Entries taken from a collection
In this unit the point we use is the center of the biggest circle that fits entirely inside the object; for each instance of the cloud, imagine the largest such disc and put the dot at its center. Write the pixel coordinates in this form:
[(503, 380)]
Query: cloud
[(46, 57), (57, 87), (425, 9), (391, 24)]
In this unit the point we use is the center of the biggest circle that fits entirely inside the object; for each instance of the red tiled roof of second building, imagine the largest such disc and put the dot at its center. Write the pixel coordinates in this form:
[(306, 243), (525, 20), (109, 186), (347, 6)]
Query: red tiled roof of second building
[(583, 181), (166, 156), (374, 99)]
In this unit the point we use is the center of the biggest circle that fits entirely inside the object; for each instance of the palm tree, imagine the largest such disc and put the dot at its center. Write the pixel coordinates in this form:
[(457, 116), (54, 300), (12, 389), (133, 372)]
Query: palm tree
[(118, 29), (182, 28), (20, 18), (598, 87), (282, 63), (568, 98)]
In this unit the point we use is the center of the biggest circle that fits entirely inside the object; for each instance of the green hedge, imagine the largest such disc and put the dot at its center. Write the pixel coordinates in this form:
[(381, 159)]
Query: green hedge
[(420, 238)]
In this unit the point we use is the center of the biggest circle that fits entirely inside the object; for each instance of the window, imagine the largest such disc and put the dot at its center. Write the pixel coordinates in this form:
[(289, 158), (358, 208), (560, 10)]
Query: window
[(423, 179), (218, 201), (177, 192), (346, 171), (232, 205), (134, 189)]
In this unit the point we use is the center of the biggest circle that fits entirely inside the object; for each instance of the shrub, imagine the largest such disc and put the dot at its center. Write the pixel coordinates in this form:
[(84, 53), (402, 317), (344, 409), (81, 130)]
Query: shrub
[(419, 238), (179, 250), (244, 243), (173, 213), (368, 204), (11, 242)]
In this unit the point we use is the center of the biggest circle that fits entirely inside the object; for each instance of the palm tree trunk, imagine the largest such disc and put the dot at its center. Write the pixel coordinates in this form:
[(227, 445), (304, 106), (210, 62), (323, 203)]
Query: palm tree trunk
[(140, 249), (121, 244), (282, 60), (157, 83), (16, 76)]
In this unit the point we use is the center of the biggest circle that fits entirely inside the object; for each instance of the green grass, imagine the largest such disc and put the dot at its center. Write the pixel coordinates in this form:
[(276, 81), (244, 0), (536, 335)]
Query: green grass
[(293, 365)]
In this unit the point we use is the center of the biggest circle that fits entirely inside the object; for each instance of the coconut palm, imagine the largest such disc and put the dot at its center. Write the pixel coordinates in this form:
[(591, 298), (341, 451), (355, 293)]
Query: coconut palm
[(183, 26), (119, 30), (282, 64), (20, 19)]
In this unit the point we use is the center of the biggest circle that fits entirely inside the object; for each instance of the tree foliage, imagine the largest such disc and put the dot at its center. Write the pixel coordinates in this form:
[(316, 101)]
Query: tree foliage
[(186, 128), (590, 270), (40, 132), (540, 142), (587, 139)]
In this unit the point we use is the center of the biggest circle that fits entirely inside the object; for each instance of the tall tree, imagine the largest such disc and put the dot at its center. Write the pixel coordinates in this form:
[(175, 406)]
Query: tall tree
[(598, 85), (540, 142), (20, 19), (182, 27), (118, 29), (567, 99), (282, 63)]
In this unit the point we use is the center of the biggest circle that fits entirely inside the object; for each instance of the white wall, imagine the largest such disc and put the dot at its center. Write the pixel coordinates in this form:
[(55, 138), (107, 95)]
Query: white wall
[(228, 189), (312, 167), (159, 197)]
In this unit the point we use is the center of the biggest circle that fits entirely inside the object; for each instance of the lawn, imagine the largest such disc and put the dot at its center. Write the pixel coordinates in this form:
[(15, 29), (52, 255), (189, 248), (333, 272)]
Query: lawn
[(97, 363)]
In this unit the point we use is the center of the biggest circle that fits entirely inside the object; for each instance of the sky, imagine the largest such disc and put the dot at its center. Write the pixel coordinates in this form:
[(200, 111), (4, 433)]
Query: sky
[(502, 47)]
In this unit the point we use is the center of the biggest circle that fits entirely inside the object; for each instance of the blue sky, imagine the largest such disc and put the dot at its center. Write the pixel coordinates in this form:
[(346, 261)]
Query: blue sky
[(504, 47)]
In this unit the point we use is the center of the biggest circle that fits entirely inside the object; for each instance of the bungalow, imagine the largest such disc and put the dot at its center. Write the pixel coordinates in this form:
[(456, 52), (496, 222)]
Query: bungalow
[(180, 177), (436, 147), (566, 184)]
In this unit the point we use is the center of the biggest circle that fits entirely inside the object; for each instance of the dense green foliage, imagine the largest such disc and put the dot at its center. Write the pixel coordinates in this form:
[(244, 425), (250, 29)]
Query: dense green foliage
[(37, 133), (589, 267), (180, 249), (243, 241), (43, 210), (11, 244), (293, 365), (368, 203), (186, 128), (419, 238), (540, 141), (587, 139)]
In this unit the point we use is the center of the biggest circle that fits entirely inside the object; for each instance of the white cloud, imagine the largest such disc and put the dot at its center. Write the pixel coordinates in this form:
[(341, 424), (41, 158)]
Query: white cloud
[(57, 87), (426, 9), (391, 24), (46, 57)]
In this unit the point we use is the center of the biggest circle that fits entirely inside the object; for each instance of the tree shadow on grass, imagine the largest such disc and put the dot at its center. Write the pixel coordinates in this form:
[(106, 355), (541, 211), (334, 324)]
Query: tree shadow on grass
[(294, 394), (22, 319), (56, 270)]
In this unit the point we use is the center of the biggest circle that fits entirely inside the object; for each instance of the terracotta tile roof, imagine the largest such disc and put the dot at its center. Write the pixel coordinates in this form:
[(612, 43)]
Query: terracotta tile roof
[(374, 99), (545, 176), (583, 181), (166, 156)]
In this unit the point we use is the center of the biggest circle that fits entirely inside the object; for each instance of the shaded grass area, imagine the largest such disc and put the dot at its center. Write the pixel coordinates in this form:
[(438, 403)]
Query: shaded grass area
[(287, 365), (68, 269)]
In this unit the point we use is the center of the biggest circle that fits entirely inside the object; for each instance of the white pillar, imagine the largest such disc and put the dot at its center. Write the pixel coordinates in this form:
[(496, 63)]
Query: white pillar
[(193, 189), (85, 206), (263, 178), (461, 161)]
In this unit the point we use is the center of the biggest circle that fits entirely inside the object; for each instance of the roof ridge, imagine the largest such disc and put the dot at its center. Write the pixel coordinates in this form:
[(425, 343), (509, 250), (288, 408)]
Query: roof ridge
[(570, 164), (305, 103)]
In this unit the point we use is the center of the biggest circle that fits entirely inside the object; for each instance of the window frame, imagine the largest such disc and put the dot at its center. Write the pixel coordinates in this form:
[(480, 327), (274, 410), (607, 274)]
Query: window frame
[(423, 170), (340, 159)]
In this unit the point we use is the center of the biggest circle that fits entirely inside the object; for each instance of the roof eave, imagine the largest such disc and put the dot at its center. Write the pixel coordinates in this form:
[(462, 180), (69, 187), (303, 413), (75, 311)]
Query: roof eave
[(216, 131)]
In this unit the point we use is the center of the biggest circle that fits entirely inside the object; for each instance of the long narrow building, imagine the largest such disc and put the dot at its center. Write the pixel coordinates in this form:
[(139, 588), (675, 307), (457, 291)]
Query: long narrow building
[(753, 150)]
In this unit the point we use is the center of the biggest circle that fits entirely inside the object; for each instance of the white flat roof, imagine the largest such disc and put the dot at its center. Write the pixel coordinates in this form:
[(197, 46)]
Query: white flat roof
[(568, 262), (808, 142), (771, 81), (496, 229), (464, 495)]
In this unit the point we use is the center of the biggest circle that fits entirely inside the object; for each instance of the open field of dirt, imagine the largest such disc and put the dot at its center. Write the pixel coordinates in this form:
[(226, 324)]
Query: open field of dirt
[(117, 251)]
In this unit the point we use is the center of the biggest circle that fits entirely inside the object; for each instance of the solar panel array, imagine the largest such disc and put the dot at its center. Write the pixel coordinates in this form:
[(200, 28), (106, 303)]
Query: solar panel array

• **Task**:
Take the lines of the items above, starting with the line that contains "of the blue" and going on through the line that contains "[(294, 394), (22, 319), (56, 270)]". Lay them out as a JSON list of strings with one string per line, leaving out any blank lines.

• **Output for this task**:
[
  "In this unit the point we use is the center of the biggest circle that fits entirely inside the object; for each instance of the blue sky, imagine the largest such disc and put the dot at its center. Write the pixel coordinates in this form:",
  "[(346, 261)]",
  "Query: blue sky",
  "[(504, 47)]",
  "In this unit the point we use is the center of the biggest circle that fits entirely inside the object; for each instance of the bungalow, imagine the largest such disc and put the dot at its center. Write the pixel coordinates in this form:",
  "[(456, 52), (496, 222)]",
  "Query: bungalow",
  "[(180, 177), (436, 147), (566, 184)]",
  "In this unit the point we use is the center of the biggest circle that fits entirely inside the object; for each instance of the dense green foliage, imagine the largest such disc and put the dot at its center. Write the pixel coordinates in this form:",
  "[(244, 425), (250, 29)]",
  "Query: dense green foliage",
  "[(37, 133), (589, 267), (180, 249), (243, 241), (43, 210), (11, 244), (293, 365), (368, 203), (186, 128), (419, 238), (540, 141), (587, 139)]",
  "In this unit the point we use is the center of the biggest circle that fits entirely inside the object; for each instance of the white cloud, imagine the largest such disc and put the dot at its center. Write the pixel coordinates in this form:",
  "[(341, 424), (41, 158)]",
  "Query: white cloud",
  "[(57, 87), (426, 9), (391, 24), (46, 57)]",
  "In this unit the point we use is the center of the biggest circle that fits entirely inside the object; for each instance of the tree shadow on grass, imagine the largest such disc and put the dot at its center. Write the pixel coordinates in this form:",
  "[(106, 355), (541, 211), (334, 324)]",
  "Query: tree shadow on grass",
  "[(294, 394), (22, 319), (56, 270)]"
]